▶ **ИСХОДНЫЙ ОТРЫВОК**:
В конце концов мы очутились в Сердоболе, крошечном городке у Ладожского озера, высадившись на вокзале в числе нескольких десятков свезенных с разных курортов мужчин, женщин и детей и огромной массы разного багажа. Встречены мы были совсем не гостеприимно: нам говорили, что остаться здесь нельзя, что ни продовольствия, ни помещений свободных нет, предлагали немедленно ехать в Петрозаводск на лошадях и угрожали выслать принудительно. В старых записях моих изложены наши мытарства, но, когда впоследствии я познакомился с невероятными ужасами эвакуации Крыма и Кавказа, стало ясно, что мы были баловнями судьбы. Мне, в частности, она очень мило улыбнулась сразу на вокзале.
В Сердоболе уже несколько месяцев проживал известный художник Рерих. Услышав от кого-то о моем приезде, он разыскал меня и проявил дружеское участие, служившее среди враждебной обстановки очень приятным и ценным утешением. В Сердоболе, как во всяком финском городе, как бы мал он ни был, имеется безукоризненная гостиница, но о ней и думать нельзя было: вследствие чрезмерной дороговизны она была уже захвачена мультимиллионерами, швырявшимися деньгами. Все же кров мы нашли, пусть более чем скромный, с голоду не умерли, хотя предупреждение о недостатке продовольствия побудило миллионеров скупить все, что было в лавках, и сразу невероятно поднять цены.
Надо было подумать, как скоротать время. К счастью, среди беженцев оказался один настоящий педагог, так что с грехом пополам сыновья могли продолжать учебные занятия, а я решил погрузиться мыслями в прошлое и изложить их на бумаге. Меньше чем за четыре месяца удалось написать около 20 печатных листов, но как они мне теперь не по душе! Почему? Тогда я не погрешил против искренности и честности, но смущает самолюбование. Я, нет, не я, а автор тех мемуаров опасался недооценки своей общественной работы, незаметно для себя пыжился. Теперь это кажется забавным…
С жадностью хватались мы за случайно доходившие из Швеции немецкие газеты, но каждое известие делало новую душевную царапину. Маргиломан[96] телеграфировал Бриану[97], что счастлив сообщить ему о присоединении Бессарабии к Румынии, а граф Мирбах[98] торжественно въехал в Москву.

▶ **Записи набора данных о расположении объектов**:

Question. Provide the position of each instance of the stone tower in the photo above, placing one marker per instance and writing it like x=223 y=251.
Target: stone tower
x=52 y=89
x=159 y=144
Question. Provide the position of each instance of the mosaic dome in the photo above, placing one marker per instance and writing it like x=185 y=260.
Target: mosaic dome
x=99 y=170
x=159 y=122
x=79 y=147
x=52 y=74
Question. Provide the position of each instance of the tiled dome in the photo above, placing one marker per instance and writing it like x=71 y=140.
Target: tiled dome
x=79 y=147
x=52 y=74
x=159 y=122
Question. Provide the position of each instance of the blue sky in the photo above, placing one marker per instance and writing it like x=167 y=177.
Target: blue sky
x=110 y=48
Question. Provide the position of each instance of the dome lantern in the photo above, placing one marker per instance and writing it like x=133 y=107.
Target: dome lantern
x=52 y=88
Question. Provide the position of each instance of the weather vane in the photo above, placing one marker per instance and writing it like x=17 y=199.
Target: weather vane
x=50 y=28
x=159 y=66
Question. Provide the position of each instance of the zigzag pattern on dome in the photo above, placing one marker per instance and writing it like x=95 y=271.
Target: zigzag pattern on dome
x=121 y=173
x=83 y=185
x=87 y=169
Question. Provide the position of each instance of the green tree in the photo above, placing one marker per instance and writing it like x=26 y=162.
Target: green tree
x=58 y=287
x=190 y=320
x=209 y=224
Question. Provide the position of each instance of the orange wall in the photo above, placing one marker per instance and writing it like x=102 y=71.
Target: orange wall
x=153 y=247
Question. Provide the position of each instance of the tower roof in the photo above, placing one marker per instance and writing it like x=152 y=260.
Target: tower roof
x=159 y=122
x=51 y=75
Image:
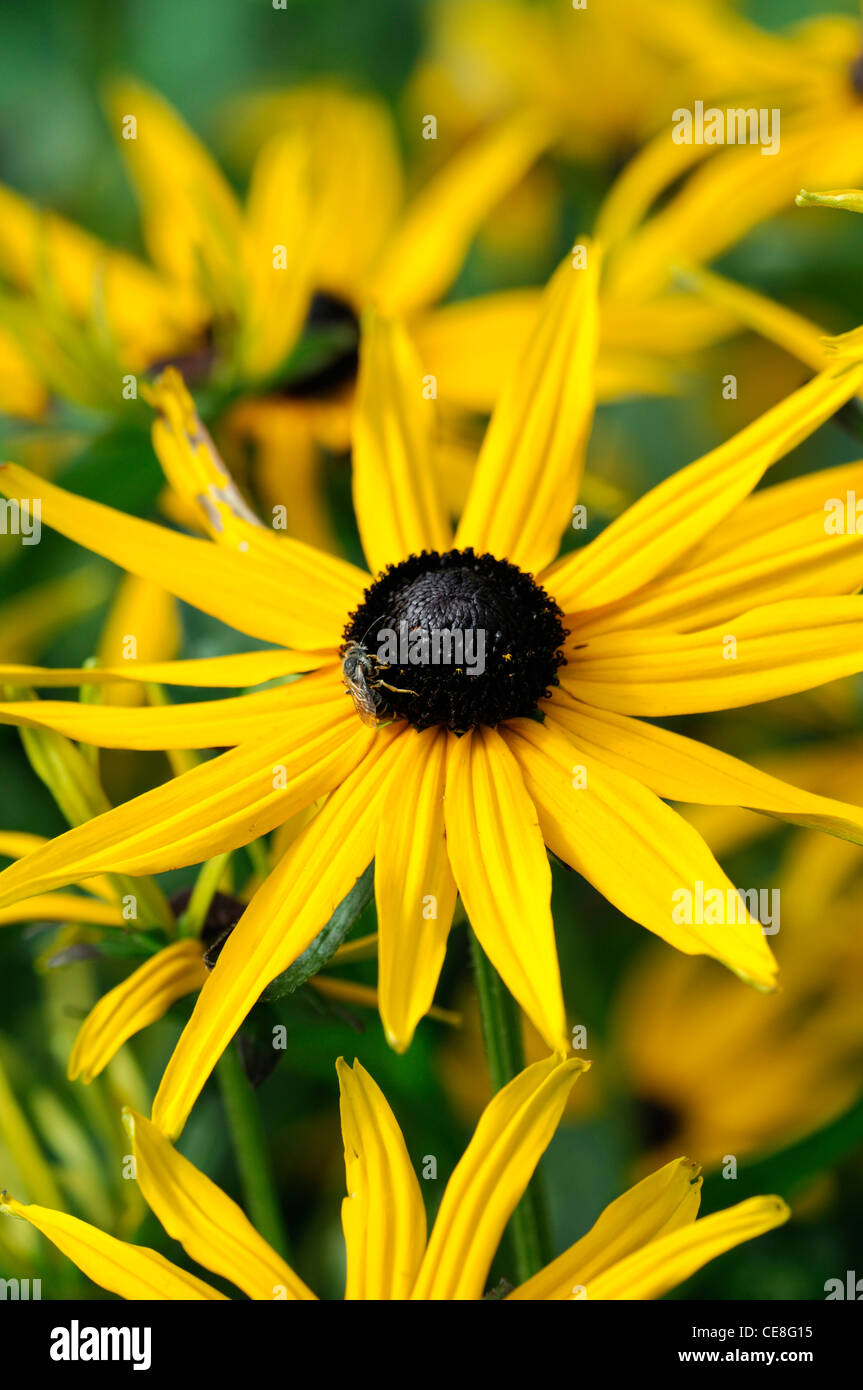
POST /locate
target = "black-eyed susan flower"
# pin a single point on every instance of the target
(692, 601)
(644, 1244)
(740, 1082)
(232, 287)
---
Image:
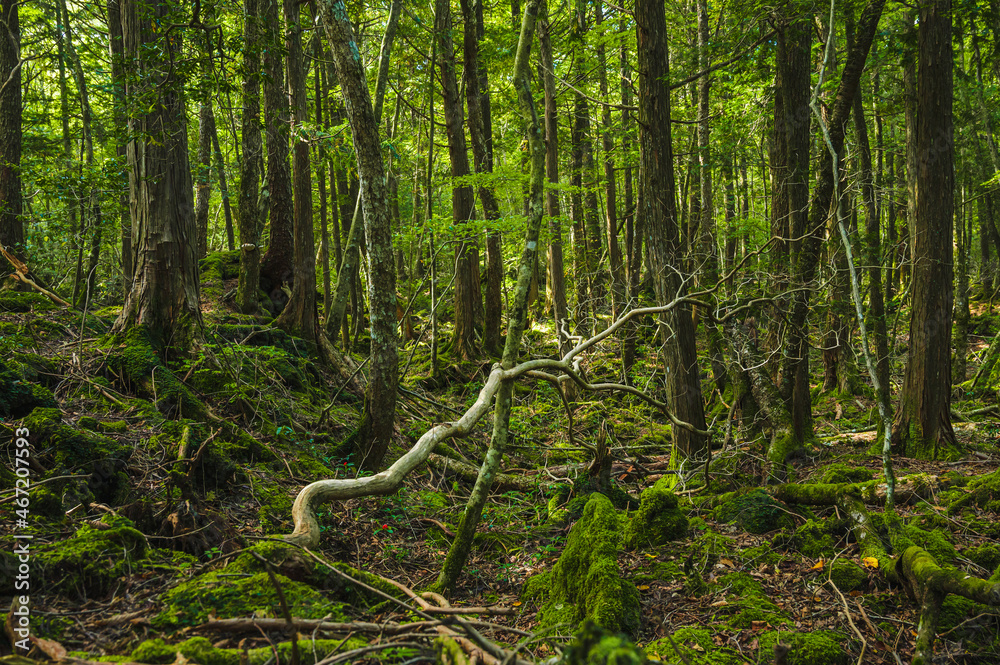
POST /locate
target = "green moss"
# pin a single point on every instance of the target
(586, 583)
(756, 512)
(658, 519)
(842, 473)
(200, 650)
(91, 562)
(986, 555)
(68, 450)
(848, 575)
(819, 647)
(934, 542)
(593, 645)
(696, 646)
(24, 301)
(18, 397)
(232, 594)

▶ **ПОСТАВЛЕННАЯ ЗАДАЧА A**: Перепишите фрагмент записей, который начинается строкой, содержащей "Question. Provide the position of each instance of the zigzag", и заканчивается строкой, содержащей "x=153 y=247". Замените в нем "orange wall" на "brick wall", а все остальное оставьте без изменений.
▶ **ПОСТАВЛЕННАЯ ЗАДАЧА B**: Продолжите отрывок воспоминаний о жизни беженцев в Сердоболе, начав сразу после его последнего предложения.

▶ **ОЖИДАЕМЫЙ РЕЗУЛЬТАТ A**:
Question. Provide the position of each instance of the zigzag pattern on dome in the photo above, placing one marker per instance and writing it like x=95 y=271.
Target: zigzag pattern on dome
x=121 y=173
x=83 y=185
x=87 y=169
Question. Provide the position of each instance of the green tree in the photo above, placing one marker per instance and writing it like x=26 y=162.
Target: green tree
x=58 y=287
x=190 y=320
x=209 y=224
Question. Provide the position of each instance of the brick wall in the photo above, placing one marker per instance and writing it like x=102 y=71.
Target: brick wall
x=153 y=247

▶ **ОЖИДАЕМЫЙ РЕЗУЛЬТАТ B**:
Известия об успехах противника действовали возбуждающе на осевших в Сердоболе сановников и миллионеров. Бывший товарищ министра внутренних дел и потом товарищ председателя Государственной думы князь Волконский безапелляционно уверял, что немцы не ради финнов высадили здесь десант, а для занятия Петербурга. Что не сегодня завтра мы в «де цуге[99]» поедем туда, и, предвосхищая возражения, раздраженно пояснял: «Что же делать, батенька! Сами-то вот до чего доигрались, так уж жаловаться и привередничать нечего». И хотя практическая бесцельность таких настроений весьма быстро определилась, они рассудку вопреки все ширились, возникали в разных вариантах. Вспоминаю беседу Мережковского с покойным Пилсудским, которого он наделил божественным призванием сокрушить большевизм, а недавно польский общественный деятель Грабский, заключая в Риге мир с советской властью, сказал: «Мы сейчас подписываем смертный приговор армии Врангеля». Но никакие разочарования не могли уже возродить чувство национальной гордости, а лишь повышали готовность поступиться интересами родины, с другой стороны – оказалось много охотников покупать шкуру неубитого медведя.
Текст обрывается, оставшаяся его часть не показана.